**EXERCISE**
Search the listing for the word "instance" and copy every line where it turns up.

-- EXERCISE INPUT follows --

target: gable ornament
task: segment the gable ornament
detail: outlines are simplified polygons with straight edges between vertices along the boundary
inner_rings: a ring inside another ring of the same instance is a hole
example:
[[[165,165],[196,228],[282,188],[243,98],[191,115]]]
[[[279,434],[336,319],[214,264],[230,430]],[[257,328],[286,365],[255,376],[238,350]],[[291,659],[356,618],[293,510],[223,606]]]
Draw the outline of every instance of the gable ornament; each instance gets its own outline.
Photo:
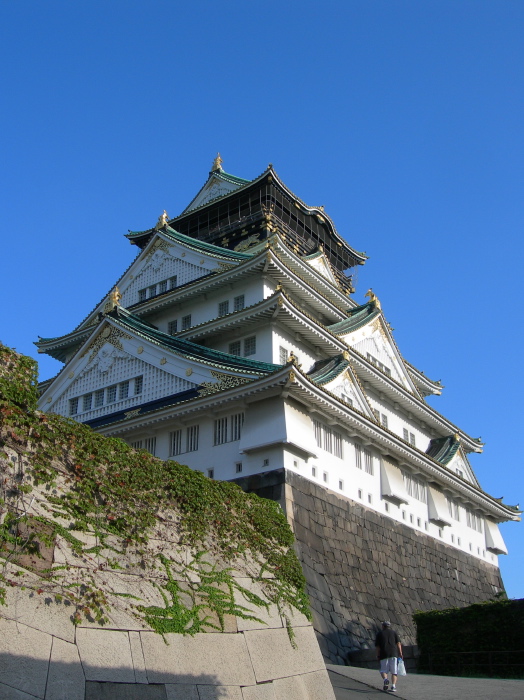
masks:
[[[374,293],[374,291],[371,289],[371,287],[364,294],[364,296],[369,297],[370,304],[374,304],[376,309],[378,309],[379,311],[382,311],[382,306],[380,305],[380,301],[378,300],[377,295]]]
[[[162,214],[160,214],[160,216],[158,217],[158,221],[156,222],[156,225],[155,225],[155,230],[160,231],[161,228],[164,228],[164,226],[167,226],[168,220],[169,220],[169,214],[164,209]]]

-- EXERCISE INPUT concluded --

**ANSWER TO THIS EXERCISE**
inner_rings: a ring inside another ring of the same instance is a hole
Draw the outline of every instance of the gable ornament; each instance gets its own outline.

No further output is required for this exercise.